— Exercise requirements —
From the entries below, copy out all lines holding "filling".

(Records from a dataset)
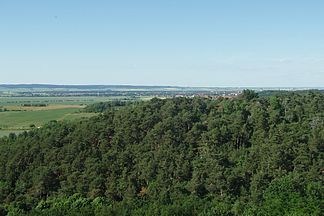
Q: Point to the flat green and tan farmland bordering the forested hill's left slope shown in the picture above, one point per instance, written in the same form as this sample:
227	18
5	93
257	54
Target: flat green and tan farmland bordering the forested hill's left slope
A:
20	113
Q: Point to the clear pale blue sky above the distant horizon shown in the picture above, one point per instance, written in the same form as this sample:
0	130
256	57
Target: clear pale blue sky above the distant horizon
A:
235	43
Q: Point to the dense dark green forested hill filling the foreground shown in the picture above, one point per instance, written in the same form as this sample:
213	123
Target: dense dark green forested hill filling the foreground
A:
245	156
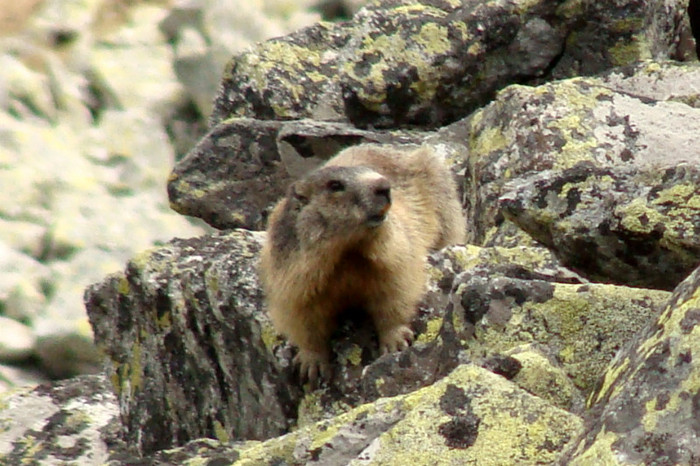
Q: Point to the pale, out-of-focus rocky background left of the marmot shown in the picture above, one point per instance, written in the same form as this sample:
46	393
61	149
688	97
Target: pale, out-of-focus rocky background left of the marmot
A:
98	98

— Response area —
Q: Point to the dense dark green forested hill filling the foreground shown in the picture above, one point per instance, written in the same form as this sample:
Target: dense dark green forested hill filling the foreground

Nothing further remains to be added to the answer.